Number every line of the entries below as a list, and leave out the blank lines.
>>
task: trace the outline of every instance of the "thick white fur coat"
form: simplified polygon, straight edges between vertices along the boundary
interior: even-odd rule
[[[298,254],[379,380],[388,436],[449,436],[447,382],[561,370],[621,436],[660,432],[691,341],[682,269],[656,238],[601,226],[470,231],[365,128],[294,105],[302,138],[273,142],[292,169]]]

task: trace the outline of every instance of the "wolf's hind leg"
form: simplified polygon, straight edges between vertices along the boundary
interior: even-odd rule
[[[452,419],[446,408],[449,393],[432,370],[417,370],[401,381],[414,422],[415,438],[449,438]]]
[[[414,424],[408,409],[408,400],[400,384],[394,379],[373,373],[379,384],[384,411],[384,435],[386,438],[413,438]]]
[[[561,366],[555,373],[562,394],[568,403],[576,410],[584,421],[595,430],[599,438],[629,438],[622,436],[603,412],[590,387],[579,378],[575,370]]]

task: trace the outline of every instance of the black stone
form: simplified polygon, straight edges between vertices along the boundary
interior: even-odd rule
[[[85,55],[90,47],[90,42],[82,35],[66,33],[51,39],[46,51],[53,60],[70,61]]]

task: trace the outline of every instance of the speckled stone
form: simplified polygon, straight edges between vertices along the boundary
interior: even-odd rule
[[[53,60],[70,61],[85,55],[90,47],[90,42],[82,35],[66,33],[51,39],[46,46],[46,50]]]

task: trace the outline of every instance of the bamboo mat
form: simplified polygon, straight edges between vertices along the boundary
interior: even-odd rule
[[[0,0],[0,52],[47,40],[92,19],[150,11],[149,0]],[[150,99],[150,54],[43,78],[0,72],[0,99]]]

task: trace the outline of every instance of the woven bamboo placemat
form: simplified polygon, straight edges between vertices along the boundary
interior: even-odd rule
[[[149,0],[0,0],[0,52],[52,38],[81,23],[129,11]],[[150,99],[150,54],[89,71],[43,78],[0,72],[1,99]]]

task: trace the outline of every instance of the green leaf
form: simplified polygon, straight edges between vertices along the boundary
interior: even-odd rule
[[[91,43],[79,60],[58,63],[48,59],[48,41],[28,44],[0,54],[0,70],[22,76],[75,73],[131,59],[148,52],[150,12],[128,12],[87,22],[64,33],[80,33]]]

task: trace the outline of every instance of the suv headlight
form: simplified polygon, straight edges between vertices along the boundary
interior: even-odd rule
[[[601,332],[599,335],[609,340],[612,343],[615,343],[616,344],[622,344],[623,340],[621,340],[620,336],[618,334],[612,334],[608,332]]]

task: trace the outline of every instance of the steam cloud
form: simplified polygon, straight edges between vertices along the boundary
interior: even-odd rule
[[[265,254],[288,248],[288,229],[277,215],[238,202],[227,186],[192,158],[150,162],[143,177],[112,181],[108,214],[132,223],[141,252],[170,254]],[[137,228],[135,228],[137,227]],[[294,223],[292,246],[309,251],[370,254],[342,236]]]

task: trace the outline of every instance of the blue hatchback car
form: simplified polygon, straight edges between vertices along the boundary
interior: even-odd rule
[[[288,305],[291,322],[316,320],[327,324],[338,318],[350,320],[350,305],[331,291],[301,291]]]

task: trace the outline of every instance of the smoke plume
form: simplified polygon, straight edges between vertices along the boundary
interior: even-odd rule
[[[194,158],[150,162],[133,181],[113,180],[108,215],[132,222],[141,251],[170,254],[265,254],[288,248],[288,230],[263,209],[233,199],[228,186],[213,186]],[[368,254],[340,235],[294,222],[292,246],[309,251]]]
<<
## WRITTEN REPLY
1. task: trace the outline of every instance of the "thick white fur coat"
2. form: simplified polygon, straight edges between vertices along the boundary
3. interior: even-odd rule
4. [[[298,254],[379,380],[388,436],[449,436],[447,382],[561,370],[621,436],[660,432],[691,341],[682,269],[656,238],[601,226],[470,231],[365,128],[294,105],[302,138],[273,142],[292,169]]]
5. task: trace the outline of every instance of the "wolf's hind leg"
6. form: simplified polygon, straight edges between vertices along the boundary
7. interior: even-odd rule
8. [[[452,419],[446,408],[449,393],[432,370],[417,370],[401,381],[414,422],[415,438],[449,438]]]
9. [[[414,424],[408,409],[408,400],[400,384],[394,379],[373,373],[379,384],[384,411],[384,435],[386,438],[413,438]]]
10. [[[561,366],[555,373],[562,394],[568,403],[576,410],[584,421],[595,430],[599,438],[629,438],[622,436],[603,412],[590,387],[579,378],[575,370]]]
11. task: trace the outline of every instance of the black stone
12. form: simplified polygon, straight edges between vertices along the boundary
13. interior: even-odd rule
14. [[[85,55],[90,47],[90,42],[82,35],[66,33],[51,39],[46,51],[53,60],[70,61]]]
15. task: trace the outline of every instance of the speckled stone
16. form: simplified polygon, straight edges between vertices along the boundary
17. interior: even-odd rule
18. [[[53,60],[70,61],[85,55],[90,47],[90,42],[82,35],[66,33],[51,39],[46,46],[46,50]]]
19. task: trace the outline of every instance of the bamboo mat
20. form: simplified polygon, straight edges between vertices along the boundary
21. interior: even-odd rule
22. [[[0,0],[0,52],[47,40],[92,19],[150,11],[149,0]],[[150,99],[150,54],[43,78],[0,72],[0,99]]]
23. task: trace the outline of every instance of the woven bamboo placemat
24. form: simplified polygon, straight edges between vertices along the boundary
25. interior: even-odd rule
26. [[[149,0],[0,0],[0,52],[52,38],[81,23],[129,11]],[[150,99],[150,54],[89,71],[43,78],[0,72],[1,99]]]
27. task: trace the outline of every instance of the green leaf
28. form: simplified polygon, straight edges between vertices along the boundary
29. interior: even-odd rule
30. [[[91,43],[79,60],[58,63],[48,59],[48,41],[28,44],[0,54],[0,70],[22,76],[75,73],[131,59],[148,52],[150,12],[128,12],[87,22],[64,33],[80,33]]]
31. task: trace the outline of every instance of the suv headlight
32. form: simplified polygon, straight edges between vertices along the boundary
33. interior: even-odd rule
34. [[[601,332],[599,335],[609,340],[612,343],[615,343],[616,344],[622,344],[623,340],[621,340],[620,336],[618,334],[612,334],[608,332]]]
35. task: trace the outline of every instance of the steam cloud
36. form: simplified polygon, straight edges between vertices along the boundary
37. interior: even-odd rule
38. [[[265,254],[288,248],[288,229],[277,215],[238,202],[227,186],[192,158],[150,162],[143,177],[112,181],[108,214],[132,223],[141,252],[170,254]],[[137,228],[135,228],[137,227]],[[294,223],[292,246],[309,251],[370,254],[342,236]]]
39. task: trace the outline of every instance of the blue hatchback car
40. form: simplified polygon, straight edges between vertices along the boundary
41. interior: even-odd rule
42. [[[288,305],[291,322],[316,320],[327,324],[338,318],[350,320],[350,305],[331,291],[301,291]]]
43. task: trace the outline of every instance of the smoke plume
44. form: simplified polygon, straight edges between vertices along the boundary
45. interior: even-odd rule
46. [[[194,158],[150,162],[133,181],[113,180],[108,215],[132,222],[141,251],[170,254],[265,254],[288,248],[288,230],[263,209],[233,199],[228,186],[213,186]],[[368,254],[340,235],[294,222],[292,246],[309,251]]]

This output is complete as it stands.